** Problem statement **
Reproduce, without any change, the lines of the records from the line holding "shape [[301, 177]]." through the line holding "[[357, 235]]", both included. Omit the pictures from your output.

** Start of Given data **

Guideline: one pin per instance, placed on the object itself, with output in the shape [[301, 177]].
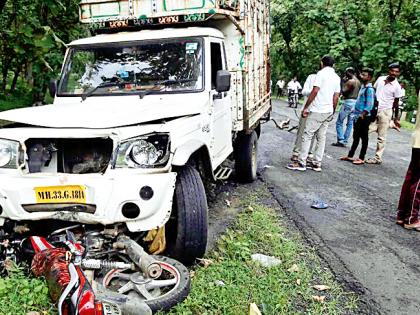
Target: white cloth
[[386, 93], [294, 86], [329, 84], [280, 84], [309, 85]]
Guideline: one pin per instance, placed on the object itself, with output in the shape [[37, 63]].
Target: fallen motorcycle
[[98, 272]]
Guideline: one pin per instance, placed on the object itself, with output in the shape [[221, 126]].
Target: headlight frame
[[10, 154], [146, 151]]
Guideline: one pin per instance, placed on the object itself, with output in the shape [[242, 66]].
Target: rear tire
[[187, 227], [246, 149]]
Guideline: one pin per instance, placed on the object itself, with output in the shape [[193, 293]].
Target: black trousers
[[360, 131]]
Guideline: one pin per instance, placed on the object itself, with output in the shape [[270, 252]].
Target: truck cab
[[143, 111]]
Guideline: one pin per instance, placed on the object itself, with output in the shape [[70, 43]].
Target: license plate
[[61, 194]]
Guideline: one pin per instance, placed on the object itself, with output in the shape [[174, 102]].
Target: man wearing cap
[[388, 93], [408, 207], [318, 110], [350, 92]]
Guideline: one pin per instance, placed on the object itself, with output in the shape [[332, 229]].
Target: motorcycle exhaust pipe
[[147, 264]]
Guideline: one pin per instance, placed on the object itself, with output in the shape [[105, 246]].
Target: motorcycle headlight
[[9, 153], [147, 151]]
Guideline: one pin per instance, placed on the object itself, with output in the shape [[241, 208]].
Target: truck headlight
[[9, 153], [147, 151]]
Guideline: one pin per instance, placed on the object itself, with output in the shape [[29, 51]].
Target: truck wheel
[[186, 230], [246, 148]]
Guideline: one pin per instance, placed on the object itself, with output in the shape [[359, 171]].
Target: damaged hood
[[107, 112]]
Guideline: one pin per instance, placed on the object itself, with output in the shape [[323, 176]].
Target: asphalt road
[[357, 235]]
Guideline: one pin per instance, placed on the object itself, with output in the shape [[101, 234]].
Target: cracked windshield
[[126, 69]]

** End of Given data **
** Start of Given data **

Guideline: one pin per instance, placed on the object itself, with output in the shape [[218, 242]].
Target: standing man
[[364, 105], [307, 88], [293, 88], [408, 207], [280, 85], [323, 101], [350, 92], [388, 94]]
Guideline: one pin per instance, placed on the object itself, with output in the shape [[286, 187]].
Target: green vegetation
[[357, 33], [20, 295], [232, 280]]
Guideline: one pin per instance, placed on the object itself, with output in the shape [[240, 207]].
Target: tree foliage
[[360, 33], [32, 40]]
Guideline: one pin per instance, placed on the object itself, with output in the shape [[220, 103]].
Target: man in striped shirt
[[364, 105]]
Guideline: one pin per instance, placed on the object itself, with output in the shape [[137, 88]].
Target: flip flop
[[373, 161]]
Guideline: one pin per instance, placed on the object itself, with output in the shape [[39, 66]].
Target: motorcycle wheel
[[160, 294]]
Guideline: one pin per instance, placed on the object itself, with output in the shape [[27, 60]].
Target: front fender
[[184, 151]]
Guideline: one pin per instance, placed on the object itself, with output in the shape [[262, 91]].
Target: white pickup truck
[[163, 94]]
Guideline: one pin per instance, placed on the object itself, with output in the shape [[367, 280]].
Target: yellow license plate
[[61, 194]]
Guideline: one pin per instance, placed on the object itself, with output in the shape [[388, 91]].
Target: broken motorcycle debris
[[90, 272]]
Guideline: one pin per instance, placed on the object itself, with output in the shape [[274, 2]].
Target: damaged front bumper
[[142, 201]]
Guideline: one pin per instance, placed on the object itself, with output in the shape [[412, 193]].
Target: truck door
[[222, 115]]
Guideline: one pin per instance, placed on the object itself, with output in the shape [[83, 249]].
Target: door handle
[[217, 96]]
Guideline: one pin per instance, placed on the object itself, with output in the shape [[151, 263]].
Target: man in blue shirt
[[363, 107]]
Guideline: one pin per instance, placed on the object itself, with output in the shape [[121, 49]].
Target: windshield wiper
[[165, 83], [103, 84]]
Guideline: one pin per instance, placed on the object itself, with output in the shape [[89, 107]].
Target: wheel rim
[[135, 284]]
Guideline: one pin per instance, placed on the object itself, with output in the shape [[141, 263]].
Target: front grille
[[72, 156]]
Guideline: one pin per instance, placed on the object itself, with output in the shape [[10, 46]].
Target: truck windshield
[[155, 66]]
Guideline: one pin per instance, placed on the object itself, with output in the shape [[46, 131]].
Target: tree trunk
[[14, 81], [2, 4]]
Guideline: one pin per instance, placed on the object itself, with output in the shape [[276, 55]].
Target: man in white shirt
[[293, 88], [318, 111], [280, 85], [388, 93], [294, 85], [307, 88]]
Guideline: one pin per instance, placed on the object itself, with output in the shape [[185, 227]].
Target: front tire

** End of Given data **

** Response to the task **
Guideline: one pin per instance, placed on the object itself, with output in the shape [[301, 177]].
Target: white cloth
[[386, 93], [294, 86], [329, 84], [280, 84], [309, 85]]
Guideline: one pin per instance, placed on the object itself, with output in the shape [[37, 63]].
Target: fallen motorcycle
[[98, 272]]
Guideline: one pin per instance, placed on the object itself, with output in the shape [[221, 126]].
Target: headlight frame
[[10, 154], [146, 151]]
Guideline: one pin per instance, placed on the object itself, with output in the shape [[242, 66]].
Target: rear tire
[[187, 227], [246, 149]]
Guideline: one pin per instance, placed on the object itself, with output in the shape [[193, 293]].
Target: black trousers
[[360, 131]]
Guideline: one pin per instance, placed on the object itself, with output in the shape [[270, 252]].
Target: truck cab
[[143, 111]]
Guideline: one pin per instance, placed on the object itself, with output in the shape [[70, 43]].
Target: license plate
[[61, 194]]
Guideline: one pin per instance, placed on the object itself, with output in the shape [[174, 102]].
Target: man wearing cap
[[388, 93], [408, 207], [318, 110], [350, 92]]
Guideline: one pin per instance, placed on the object itself, with output in the shape [[332, 229]].
Target: motorcycle exhaust pipe
[[147, 264]]
Guideline: one pin per instance, placed on the object itself, with output in the shape [[105, 246]].
Target: motorcycle headlight
[[9, 153], [147, 151]]
Guideline: one pin per instance, placed on the object itself, with output in the shape [[241, 208]].
Target: truck headlight
[[9, 153], [147, 151]]
Guideline: one pin per instance, placed on the object itself, with output in the shape [[29, 51]].
Target: truck wheel
[[186, 230], [246, 148]]
Guideline: one pin per instance, placed on the object itself, with output in the shape [[359, 171]].
Target: damaged hood
[[107, 112]]
Guideline: one pin per instance, placed on the object itself, with output in the shape [[323, 176]].
Target: asphalt road
[[357, 235]]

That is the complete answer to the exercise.